_WHAT TO WORK ON_
Drop all images and give the records again exactly.

____

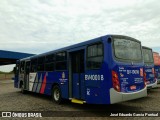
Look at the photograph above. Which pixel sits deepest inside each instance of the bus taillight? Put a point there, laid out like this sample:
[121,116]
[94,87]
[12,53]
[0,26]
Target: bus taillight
[115,80]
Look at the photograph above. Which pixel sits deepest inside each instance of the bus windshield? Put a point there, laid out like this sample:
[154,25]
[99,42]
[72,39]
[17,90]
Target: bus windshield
[147,55]
[128,50]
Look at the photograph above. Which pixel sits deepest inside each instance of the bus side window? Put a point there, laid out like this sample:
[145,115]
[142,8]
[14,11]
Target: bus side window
[40,66]
[49,62]
[61,61]
[33,65]
[94,56]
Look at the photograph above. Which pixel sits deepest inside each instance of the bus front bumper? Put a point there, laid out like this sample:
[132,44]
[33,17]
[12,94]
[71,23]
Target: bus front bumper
[116,97]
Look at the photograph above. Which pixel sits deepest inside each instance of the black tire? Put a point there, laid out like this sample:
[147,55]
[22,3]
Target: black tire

____

_WRITTEN RESPONSE_
Look at the photograph above. Which pixel sits deepest inside each instance of the bus taillight? Put a point there, laid out like this sample:
[121,116]
[94,87]
[12,53]
[0,26]
Target: bus taillight
[115,80]
Look at the photograph above. Which pixel sits deepest inside each instance of the bus windshield? Put a point there, laid out like this sample:
[154,25]
[99,42]
[72,39]
[17,90]
Target: bus windshield
[147,55]
[128,50]
Look at the photograph above. Which pixel sits deepest inside each instance of the bus side window? Put a point there, laid out like this sample:
[145,115]
[142,8]
[14,11]
Target: bus side window
[40,66]
[49,62]
[61,61]
[33,65]
[94,56]
Look at the photograph above. Which pixel sits deepest inside each instance of the bus front bumper? Put a point there, laid out like this sample:
[132,44]
[33,17]
[12,94]
[71,23]
Target: bus front bumper
[116,97]
Look at the photograph above. Which pixel sits deepest inside each instance of the black tire? Put a point there, laid out like this sample:
[147,55]
[22,3]
Target: black tire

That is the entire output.